▶ [TEXT PROVIDED]
Re: [PATCH bpf-next v5 3/8] bpf: Allow per unit prefill for non-fix-size percpu memory allocator

Hou Tao <houtao@xxxxxxxxxxxxxxx> · Thu, 21 Dec 2023 16:42:15 +0800



Hi,

On 12/21/2023 3:52 PM, Yonghong Song wrote:
>
> On 12/20/23 11:16 PM, Yonghong Song wrote:
>>
>> On 12/20/23 10:26 PM, Hou Tao wrote:
>>> Hi,
>>>
>>> On 12/21/2023 1:00 PM, Yonghong Song wrote:
>>>> Commit 41a5db8d8161 ("Add support for non-fix-size percpu mem
>>>> allocation")
>>>> added support for non-fix-size percpu memory allocation.
>>>> Such allocation will allocate percpu memory for all buckets on all
>>>> cpus and the memory consumption is in the order to quadratic.
>>>> For example, let us say, 4 cpus, unit size 16 bytes, so each
>>>> cpu has 16 * 4 = 64 bytes, with 4 cpus, total will be 64 * 4 = 256
>>>> bytes.
>>>> Then let us say, 8 cpus with the same unit size, each cpu
>>>> has 16 * 8 = 128 bytes, with 8 cpus, total will be 128 * 8 = 1024
>>>> bytes.
>>>> So if the number of cpus doubles, the number of memory consumption
>>>> will be 4 times. So for a system with large number of cpus, the
>>>> memory consumption goes up quickly with quadratic order.
>>>> For example, for 4KB percpu allocation, 128 cpus. The total memory
>>>> consumption will 4KB * 128 * 128 = 64MB. Things will become
>>>> worse if the number of cpus is bigger (e.g., 512, 1024, etc.)
>>>>
>>>> In Commit 41a5db8d8161, the non-fix-size percpu memory allocation is
>>>> done in boot time, so for system with large number of cpus, the
>>>> initial
>>>> percpu memory consumption is very visible. For example, for 128 cpu
>>>> system, the total percpu memory allocation will be at least
>>>> (16 + 32 + 64 + 96 + 128 + 196 + 256 + 512 + 1024 + 2048 + 4096)
>>>>    * 128 * 128 = ~138MB.
>>>> which is pretty big. It will be even bigger for larger number of cpus.
>>> SNIP
>>>> +
>>>>   static void drain_mem_cache(struct bpf_mem_cache *c)
>>>>   {
>>>>       bool percpu = !!c->percpu_size;
>>>> diff --git a/kernel/bpf/verifier.c b/kernel/bpf/verifier.c
>>>> index f13008d27f35..08f9a49cc11c 100644
>>>> --- a/kernel/bpf/verifier.c
>>>> +++ b/kernel/bpf/verifier.c
>>>> @@ -12141,20 +12141,6 @@ static int check_kfunc_call(struct
>>>> bpf_verifier_env *env, struct bpf_insn *insn,
>>>>                   if (meta.func_id ==
>>>> special_kfunc_list[KF_bpf_obj_new_impl] && !bpf_global_ma_set)

▶ [PROVIDED MATERIAL]

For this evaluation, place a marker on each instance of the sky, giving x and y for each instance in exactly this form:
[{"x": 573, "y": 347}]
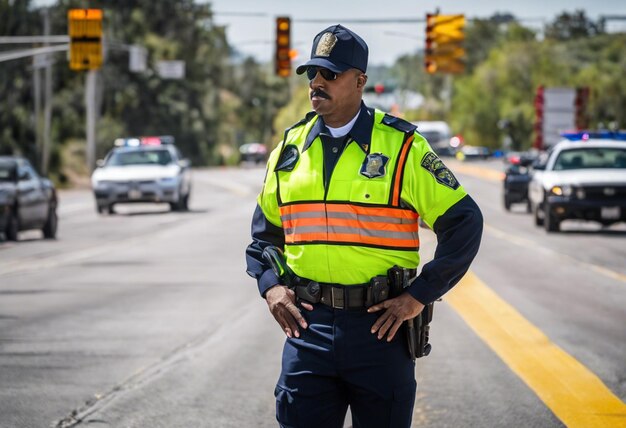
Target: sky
[{"x": 254, "y": 35}]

▶ [INSTRUCTION]
Continue the reply on the BPF percpu memory allocator patch, starting right after its last line.

▶ [RESULT BELOW]
>>>>                       return -ENOMEM;
>>>>   -                if (meta.func_id ==
>>>> special_kfunc_list[KF_bpf_percpu_obj_new_impl]) {
>>>> -                    if (!bpf_global_percpu_ma_set) {
>>>> -                        mutex_lock(&bpf_percpu_ma_lock);
>>>> -                        if (!bpf_global_percpu_ma_set) {
>>>> -                            err =
>>>> bpf_mem_alloc_init(&bpf_global_percpu_ma, 0, true);
>>>> -                            if (!err)
>>>> -                                bpf_global_percpu_ma_set = true;
>>>> -                        }
>>>> - mutex_unlock(&bpf_percpu_ma_lock);
>>>> -                        if (err)
>>>> -                            return err;
>>>> -                    }
>>>> -                }
>>>> -
>>>>                   if (((u64)(u32)meta.arg_constant.value) !=
>>>> meta.arg_constant.value) {
>>>>                       verbose(env, "local type ID argument must be
>>>> in range [0, U32_MAX]\n");
>>>>                       return -EINVAL;
>>>> @@ -12175,6 +12161,26 @@ static int check_kfunc_call(struct
>>>> bpf_verifier_env *env, struct bpf_insn *insn,
>>>>                       return -EINVAL;
>>>>                   }
>>>>   +                if (meta.func_id ==
>>>> special_kfunc_list[KF_bpf_percpu_obj_new_impl]) {
>>>> +                    if (!bpf_global_percpu_ma_set) {
>>>> +                        mutex_lock(&bpf_percpu_ma_lock);
>>>> +                        if (!bpf_global_percpu_ma_set) {
>>>> +                            err =
>>>> bpf_mem_alloc_percpu_init(&bpf_global_percpu_ma);
>>> Because ma->objcg is assigned as get_obj_cgroup_from_current(), so I
>>> think the memory account will be incorrect, right ? Maybe we should
>>> pass
>>> objcg to bpf_mem_alloc_percpu_init() explicit. For root memcg, I think
>>> the objcg is NULL.
>>
>> You are correct. Calling bpf_mem_alloc_percpu_init() in init stage
>> is exactly the reason to have proper root memcg for objcg. Sorry I
>> missed it.
>>
>> I remembered I indeed traced it a few days ago and indeed it is NULL.
>> There are three ways to resolve this:
>>    1 Just do 'ma->objcg = NULL' unconditionally in
>> bpf_mem_alloc_percpu_init().
>>    2 Second, we can remember objcg = bpf_mem_alloc_percpu_init() at
>> init stage,
>>      e.g., in bpf_global_ma_init() init function (core.c), and later
>> it can
>>      be used in bpf_mem_alloc_percpu_init().
>>    3 Still do bpf_mem_alloc_percpu_init() at init stage to initialize
>> ma->objcg
>>      properly. But delay __alloc_percpu_gfp() later when verifier
>> found a call
>>      to bpf_percpu_obj_new(). We could add a call
>> bpf_mem_alloc_percpu_init_caches()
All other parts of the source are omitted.